- **What to produce**: Copy out the data starting at the line containing "Ground the limestone" and ending at the line containing "175, 341, 213, 350", both included. Shift each coordinate in the answer boxes up by 6 and leave every other line unchanged.

- **Stored data**:
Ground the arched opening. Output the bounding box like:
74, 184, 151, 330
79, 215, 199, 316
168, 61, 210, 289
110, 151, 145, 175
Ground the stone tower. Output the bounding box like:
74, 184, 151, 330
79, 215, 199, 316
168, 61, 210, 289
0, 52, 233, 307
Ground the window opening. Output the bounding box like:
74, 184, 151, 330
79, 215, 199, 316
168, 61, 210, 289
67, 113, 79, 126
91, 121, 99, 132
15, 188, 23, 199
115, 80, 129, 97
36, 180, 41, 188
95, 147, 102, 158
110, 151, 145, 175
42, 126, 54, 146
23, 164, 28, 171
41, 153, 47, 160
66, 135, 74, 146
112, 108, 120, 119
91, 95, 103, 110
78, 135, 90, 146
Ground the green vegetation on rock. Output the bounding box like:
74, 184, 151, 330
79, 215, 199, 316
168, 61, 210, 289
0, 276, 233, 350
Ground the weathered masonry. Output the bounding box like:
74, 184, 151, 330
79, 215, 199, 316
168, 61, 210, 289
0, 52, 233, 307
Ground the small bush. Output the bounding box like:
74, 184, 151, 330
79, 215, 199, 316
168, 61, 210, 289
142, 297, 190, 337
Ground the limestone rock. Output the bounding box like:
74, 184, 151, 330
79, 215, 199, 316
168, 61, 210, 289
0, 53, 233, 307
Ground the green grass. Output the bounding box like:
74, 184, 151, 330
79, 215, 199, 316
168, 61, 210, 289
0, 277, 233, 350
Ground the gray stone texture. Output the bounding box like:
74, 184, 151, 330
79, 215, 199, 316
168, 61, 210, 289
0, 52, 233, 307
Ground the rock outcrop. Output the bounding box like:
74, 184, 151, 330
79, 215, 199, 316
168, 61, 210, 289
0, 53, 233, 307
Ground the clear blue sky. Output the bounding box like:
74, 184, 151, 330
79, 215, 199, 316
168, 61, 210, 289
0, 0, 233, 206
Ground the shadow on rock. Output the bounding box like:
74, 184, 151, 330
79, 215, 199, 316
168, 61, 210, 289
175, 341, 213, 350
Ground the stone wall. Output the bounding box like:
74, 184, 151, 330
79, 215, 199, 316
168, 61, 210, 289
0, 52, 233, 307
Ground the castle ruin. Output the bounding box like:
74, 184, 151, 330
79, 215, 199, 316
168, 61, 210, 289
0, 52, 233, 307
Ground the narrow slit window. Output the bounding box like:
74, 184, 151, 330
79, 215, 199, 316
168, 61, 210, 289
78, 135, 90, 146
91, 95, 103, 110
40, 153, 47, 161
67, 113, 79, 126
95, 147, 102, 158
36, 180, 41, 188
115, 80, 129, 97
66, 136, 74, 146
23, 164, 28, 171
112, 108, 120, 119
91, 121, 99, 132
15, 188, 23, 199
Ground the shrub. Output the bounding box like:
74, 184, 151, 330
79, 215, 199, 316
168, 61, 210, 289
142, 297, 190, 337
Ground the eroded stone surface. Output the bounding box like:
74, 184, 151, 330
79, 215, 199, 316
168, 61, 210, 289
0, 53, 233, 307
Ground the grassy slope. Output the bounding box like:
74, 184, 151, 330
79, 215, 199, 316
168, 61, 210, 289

- **Solution to this problem**:
Ground the limestone rock. Output the bounding box like:
74, 184, 151, 330
79, 215, 199, 316
168, 61, 210, 289
6, 59, 239, 313
Ground the green grass. Output the bounding box like:
74, 184, 151, 330
79, 215, 199, 316
168, 61, 210, 289
6, 283, 239, 356
Ground the gray stone texture. Output the bounding box like:
74, 184, 151, 330
79, 215, 199, 316
168, 61, 210, 289
6, 58, 239, 313
Ground the rock outcrop. Output the bounding box like:
74, 184, 151, 330
79, 215, 199, 316
168, 61, 210, 289
6, 59, 239, 313
Ground the clear blue sky. Output the bounding box like:
74, 184, 151, 330
79, 215, 199, 316
168, 61, 210, 289
6, 6, 239, 212
Ground the shadow on rock. Output the bounding box like:
74, 184, 151, 330
79, 215, 199, 316
168, 61, 210, 289
181, 347, 219, 356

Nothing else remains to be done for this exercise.